▸ **GIVEN TEXT**
--- START ---

Normalized Difference Vegetation Index (NDVI) conveys valuable information relating to vegetation properties on the land surface [1,2]. NDVI is a vegetation index derived from optical remote sensors and represents the reflective and absorptive characteristics of vegetation in the red and near infrared (NIR) bands of the electromagnetic spectrum. For this reason, a chronological analysis of NDVI can indicate changes in vegetation conditions proportional to the absorption of photo-synthetically active radiation [3]. Such time series analyses of NDVI can detect the impact of natural events or anthropogenic disturbances on vegetation and can play an important role in natural resource management [4]. Furthermore, NDVI change detection can provide multi-dimensional information such as differences in urban land use/land cover changes [5], vegetation dynamics, surface elevation and floodplain dynamics [6].

The raw data for NDVI can be downloaded at no cost from several publicly available optical remote sensor repositories such as the Advanced Very High Resolution Radiometer (AVHRR), Moderate Resolution Imaging Spectro-radiometer (MODIS)-TERRA, MODIS-AQUA and Landsat satellites. Commercial satellites such as Satellite Pour l'Observation de la Terre (SPOT) also provide NDVI information. Among the publicly available sensors, Landsat has longest data record and is applicable for modeling terrestrial ecosystems on global, continental, and regional scales.

--- END ---

▸ **ENTRIES SHOWN**

--- START ---

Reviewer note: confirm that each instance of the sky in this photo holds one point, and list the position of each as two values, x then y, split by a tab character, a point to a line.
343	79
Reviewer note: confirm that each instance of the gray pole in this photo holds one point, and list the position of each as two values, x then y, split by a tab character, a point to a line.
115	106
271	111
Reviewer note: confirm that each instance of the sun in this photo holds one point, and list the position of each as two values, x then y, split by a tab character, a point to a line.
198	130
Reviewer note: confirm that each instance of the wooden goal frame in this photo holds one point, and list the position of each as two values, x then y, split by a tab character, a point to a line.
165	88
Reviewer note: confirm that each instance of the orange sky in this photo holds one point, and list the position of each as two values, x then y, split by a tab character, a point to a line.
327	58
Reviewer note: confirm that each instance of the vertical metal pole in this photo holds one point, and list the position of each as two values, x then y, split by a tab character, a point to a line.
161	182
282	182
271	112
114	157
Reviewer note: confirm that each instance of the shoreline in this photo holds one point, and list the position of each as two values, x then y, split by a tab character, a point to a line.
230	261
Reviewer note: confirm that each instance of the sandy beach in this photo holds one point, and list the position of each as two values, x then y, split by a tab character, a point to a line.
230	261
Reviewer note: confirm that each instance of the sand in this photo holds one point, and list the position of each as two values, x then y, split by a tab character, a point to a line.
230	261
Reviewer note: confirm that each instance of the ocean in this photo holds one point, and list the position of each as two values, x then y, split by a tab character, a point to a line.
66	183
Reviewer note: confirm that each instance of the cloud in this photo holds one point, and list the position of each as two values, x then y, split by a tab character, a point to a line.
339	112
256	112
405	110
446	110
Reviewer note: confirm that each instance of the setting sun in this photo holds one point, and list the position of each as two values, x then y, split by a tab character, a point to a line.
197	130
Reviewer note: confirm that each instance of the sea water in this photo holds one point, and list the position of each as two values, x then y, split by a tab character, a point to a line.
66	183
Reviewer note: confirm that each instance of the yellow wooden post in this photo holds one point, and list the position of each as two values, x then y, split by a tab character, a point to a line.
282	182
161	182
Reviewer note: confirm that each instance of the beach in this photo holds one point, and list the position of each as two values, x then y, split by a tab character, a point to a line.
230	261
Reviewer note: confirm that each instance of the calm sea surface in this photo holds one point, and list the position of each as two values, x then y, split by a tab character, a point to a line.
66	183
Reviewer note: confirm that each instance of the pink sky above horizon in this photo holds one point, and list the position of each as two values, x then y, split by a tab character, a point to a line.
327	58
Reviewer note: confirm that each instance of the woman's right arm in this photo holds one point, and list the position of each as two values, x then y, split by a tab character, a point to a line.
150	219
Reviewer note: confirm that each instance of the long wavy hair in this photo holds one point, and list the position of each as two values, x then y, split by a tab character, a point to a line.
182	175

--- END ---

▸ **WORK REQUEST 1**
According to the text on NDVI, which publicly available sensor has the longest data record?
▸ **WORK REQUEST 2**
Resume the text on NDVI after its last sentence.
The entries were drawn from a different source than the text on NDVI.

▸ **WRITTEN RESPONSE 1**
Landsat has the longest data record among the publicly available sensors.

▸ **WRITTEN RESPONSE 2**
The main drawback of Landsat, as with any optical satellite sensor, is that the imagery can be obscured, shadowed, or saturated. The effects of clouds and cloud shadows, atmospheric variability, and bi-directional effects include the outright omission or skewing of readings in the image. These issues hamper the monitoring of terrestrial ecosystems and introduce undesirable noise [7,8]. This is especially significant in change detection analyses at climatic time scales. Errors due to the presence of clouds introduce uncertainties in satellite images during information retrieval, signal processing, data compression and distribution procedures causing anomalous results that are often difficult to correct [9,10].

Data reconstruction has recently gained popularity in Remote Sensing (RS). Spatial reconstruction has been described by removing cloud-contaminated portions in satellite images and cloning information from cloud-free patches [11]. Reconstruction of cloudy areas has also been proposed based on compressive sensing (CS) theory in underdetermined linear equation systems [12]. For example, a recently developed method uses two multi-temporal dictionary learning methods based on the expanded K-means clustering process and Bayesian algorithms [11]. Furthermore, at the acquisition layer, the commonly used Landsat NDVI data products are multi-day Maximum Value Composite (MVC) [13]; however, some noise remains in the final imagery. Data from Landsat, or optical satellites in general, are frequently discontinuous and faulty in warm coastal areas such as Florida’s gulf and west coasts due to heavy near shore evapotranspiration [14]. Therefore, it is crucial to mitigate or eliminate faulty information and recover missing information in a defensible and repeatable manner to enhance NDVI as a viable tool for long term change detection analyses.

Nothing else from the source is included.